_Text segment_:
★ ★ ★ ★

# Cherry burls?



## climberjones (Aug 29, 2012)

Hey guys first time posting in this forum but i was wondering if cherry burls are good or worth anything dropped a few cherry trees today and thought i might cut them off if so!! thanks! (I guess there called burls? Big lumps on trees)


----------



## swift4me (Sep 2, 2012)

As long as they are fairly sound and don't have a bunch of voids, someone would do somethging with them.. I don't know about the real value ($$$) though. Maybe someone else.

Pete


----------



## hunthawkdog (Sep 2, 2012)

we were working in a state park and a camper asked us to save him the cherry burls we had he gave us some real fancy pens he sure was excited to get them burls another wood worker i know also likes to get any burls you can find he tried to pay me back with an all weekend wood turning class but i didnt get to go


----------



## harley2143 (Sep 23, 2012)

I'm a turner an although a cherry burl is beautiful if taken the proper care to cut it right. The value of it isn't that much mainly because there are quit a few around. Id be nice if you knew of someone who turns to trade. I do that all the time. Got a bunch of 18in Black Ash from a guy and he didn't want anything for. Was happy to see tht I loved the wood but I turned a beautiful Barkon boat bowl for his wife and thought she was going to kiss me and it made his life alot better. She said if he could get anything like that for all the things he gives away she won't care. Besides its always nice to say thankyou in a different way and people always love a nice crafted bowl. So do some trading, a good size cherry burl naturl edged bowl 12in Diameter is worth $150 and up depending on how solid it is. Don't think because someone can get couple hundred bucks for finished product that its worth that much to sell the wood to him. Even at 150 dollars he probbly has 6 hrs in making it and taking the risk if it has punk wood in the center. Turning for normal guys is a passion driven by the end result and not by what its worth. Everyone wants to make money at a hobby but reality will always stop you and tell you to get to work elsewhere.


----------

★ ★ ★ ★

_Dataset content_:
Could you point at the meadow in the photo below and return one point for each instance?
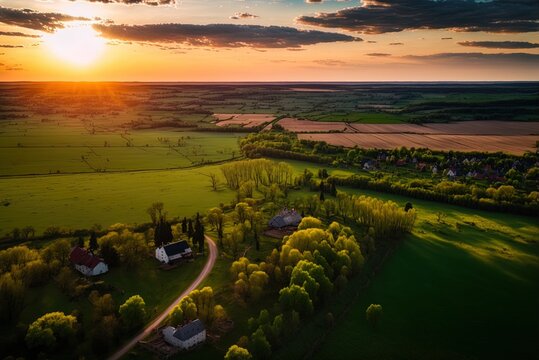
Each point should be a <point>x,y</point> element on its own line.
<point>460,287</point>
<point>463,285</point>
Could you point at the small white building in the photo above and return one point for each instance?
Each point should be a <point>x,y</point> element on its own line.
<point>285,218</point>
<point>173,251</point>
<point>87,263</point>
<point>187,336</point>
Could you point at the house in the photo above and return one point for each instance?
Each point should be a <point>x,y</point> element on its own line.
<point>187,336</point>
<point>173,251</point>
<point>285,218</point>
<point>87,263</point>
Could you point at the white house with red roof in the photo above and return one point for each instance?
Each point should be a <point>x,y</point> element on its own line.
<point>87,263</point>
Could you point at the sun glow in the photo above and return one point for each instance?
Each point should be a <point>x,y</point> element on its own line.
<point>79,46</point>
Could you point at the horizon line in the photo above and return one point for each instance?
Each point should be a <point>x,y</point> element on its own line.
<point>277,82</point>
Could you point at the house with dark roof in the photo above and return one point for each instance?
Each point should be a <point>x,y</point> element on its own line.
<point>285,218</point>
<point>87,263</point>
<point>173,251</point>
<point>186,336</point>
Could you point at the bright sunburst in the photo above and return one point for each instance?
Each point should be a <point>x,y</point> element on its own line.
<point>80,45</point>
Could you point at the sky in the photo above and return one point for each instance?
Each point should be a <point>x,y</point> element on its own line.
<point>269,40</point>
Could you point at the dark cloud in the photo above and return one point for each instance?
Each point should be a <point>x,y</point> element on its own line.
<point>238,16</point>
<point>381,16</point>
<point>14,33</point>
<point>35,20</point>
<point>135,2</point>
<point>221,35</point>
<point>501,44</point>
<point>482,59</point>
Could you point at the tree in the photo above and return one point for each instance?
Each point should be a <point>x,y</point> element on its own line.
<point>260,346</point>
<point>190,230</point>
<point>198,236</point>
<point>155,211</point>
<point>28,232</point>
<point>408,206</point>
<point>184,225</point>
<point>214,181</point>
<point>175,317</point>
<point>216,218</point>
<point>58,250</point>
<point>295,298</point>
<point>11,298</point>
<point>163,233</point>
<point>374,313</point>
<point>93,246</point>
<point>257,225</point>
<point>133,312</point>
<point>333,189</point>
<point>49,329</point>
<point>237,353</point>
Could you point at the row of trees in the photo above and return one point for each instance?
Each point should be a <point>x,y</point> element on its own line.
<point>199,304</point>
<point>311,264</point>
<point>56,329</point>
<point>502,198</point>
<point>247,175</point>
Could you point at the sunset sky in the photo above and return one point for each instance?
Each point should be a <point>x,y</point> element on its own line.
<point>265,40</point>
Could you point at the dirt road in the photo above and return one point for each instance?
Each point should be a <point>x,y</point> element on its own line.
<point>156,322</point>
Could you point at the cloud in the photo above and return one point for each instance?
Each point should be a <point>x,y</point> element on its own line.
<point>331,62</point>
<point>14,33</point>
<point>382,16</point>
<point>477,58</point>
<point>378,54</point>
<point>35,20</point>
<point>136,2</point>
<point>238,16</point>
<point>501,44</point>
<point>221,35</point>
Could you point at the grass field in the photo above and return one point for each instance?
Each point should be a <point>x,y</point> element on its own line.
<point>79,201</point>
<point>466,288</point>
<point>29,148</point>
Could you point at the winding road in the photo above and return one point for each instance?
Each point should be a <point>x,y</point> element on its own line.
<point>155,323</point>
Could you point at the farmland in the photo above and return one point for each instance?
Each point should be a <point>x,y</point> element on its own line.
<point>466,143</point>
<point>483,262</point>
<point>87,158</point>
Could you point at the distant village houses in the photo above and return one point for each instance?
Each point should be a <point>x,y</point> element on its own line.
<point>286,218</point>
<point>187,336</point>
<point>87,263</point>
<point>173,252</point>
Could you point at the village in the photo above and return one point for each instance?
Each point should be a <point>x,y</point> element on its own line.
<point>166,341</point>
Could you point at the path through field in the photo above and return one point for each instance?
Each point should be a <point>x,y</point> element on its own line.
<point>155,323</point>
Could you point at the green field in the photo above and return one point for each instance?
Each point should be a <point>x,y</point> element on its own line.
<point>466,288</point>
<point>29,148</point>
<point>79,201</point>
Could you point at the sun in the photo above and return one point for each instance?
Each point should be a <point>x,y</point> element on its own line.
<point>80,46</point>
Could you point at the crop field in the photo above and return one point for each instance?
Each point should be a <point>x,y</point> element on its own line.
<point>457,128</point>
<point>451,290</point>
<point>32,148</point>
<point>81,200</point>
<point>243,120</point>
<point>514,144</point>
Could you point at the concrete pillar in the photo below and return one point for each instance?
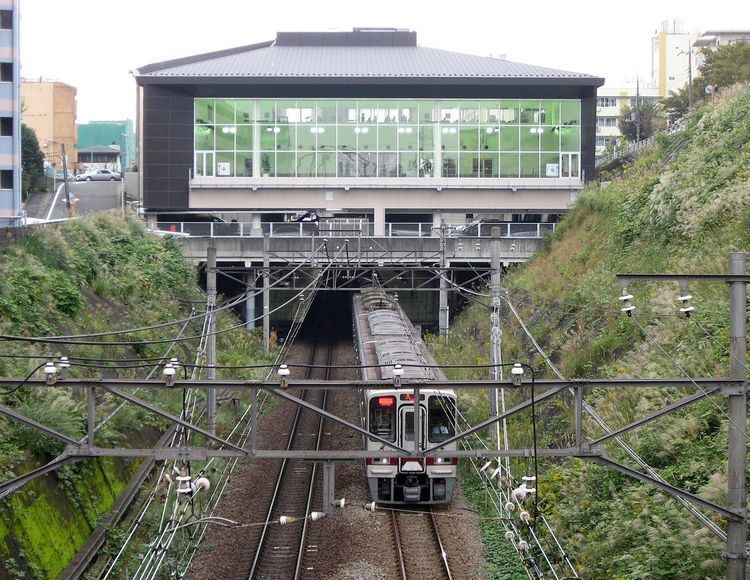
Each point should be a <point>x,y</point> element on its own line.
<point>379,219</point>
<point>266,294</point>
<point>250,279</point>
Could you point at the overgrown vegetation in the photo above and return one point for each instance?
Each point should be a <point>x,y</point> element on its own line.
<point>87,276</point>
<point>672,210</point>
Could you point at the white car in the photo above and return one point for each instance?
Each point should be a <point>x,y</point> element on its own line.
<point>99,175</point>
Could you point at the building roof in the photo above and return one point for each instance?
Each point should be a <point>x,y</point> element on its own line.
<point>362,54</point>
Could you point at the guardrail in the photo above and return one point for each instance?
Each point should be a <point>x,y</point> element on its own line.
<point>354,228</point>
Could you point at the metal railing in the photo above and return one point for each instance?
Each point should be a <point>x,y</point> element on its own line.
<point>354,228</point>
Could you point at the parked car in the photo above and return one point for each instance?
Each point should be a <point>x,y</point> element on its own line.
<point>99,175</point>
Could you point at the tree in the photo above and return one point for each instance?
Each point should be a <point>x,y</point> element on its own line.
<point>32,158</point>
<point>651,118</point>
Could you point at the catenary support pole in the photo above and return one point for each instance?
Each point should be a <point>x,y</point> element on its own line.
<point>736,478</point>
<point>266,295</point>
<point>211,342</point>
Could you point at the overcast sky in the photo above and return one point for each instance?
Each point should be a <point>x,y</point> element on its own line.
<point>93,45</point>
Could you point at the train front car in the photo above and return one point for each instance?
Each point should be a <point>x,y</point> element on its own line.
<point>385,337</point>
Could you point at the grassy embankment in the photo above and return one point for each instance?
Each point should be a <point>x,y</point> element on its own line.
<point>91,275</point>
<point>680,207</point>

★ ★ ★ ★

_Required actions_:
**a.** List the usernames of everyone who posted in the cherry burl thread.
**b.** Copy out the part of the cherry burl thread starting at "## climberjones (Aug" and ending at "swift4me (Sep 2, 2012)".

_Full answers_:
**a.** climberjones, swift4me, hunthawkdog, harley2143

**b.**
## climberjones (Aug 29, 2012)

Hey guys first time posting in this forum but i was wondering if cherry burls are good or worth anything dropped a few cherry trees today and thought i might cut them off if so!! thanks! (I guess there called burls? Big lumps on trees)


----------



## swift4me (Sep 2, 2012)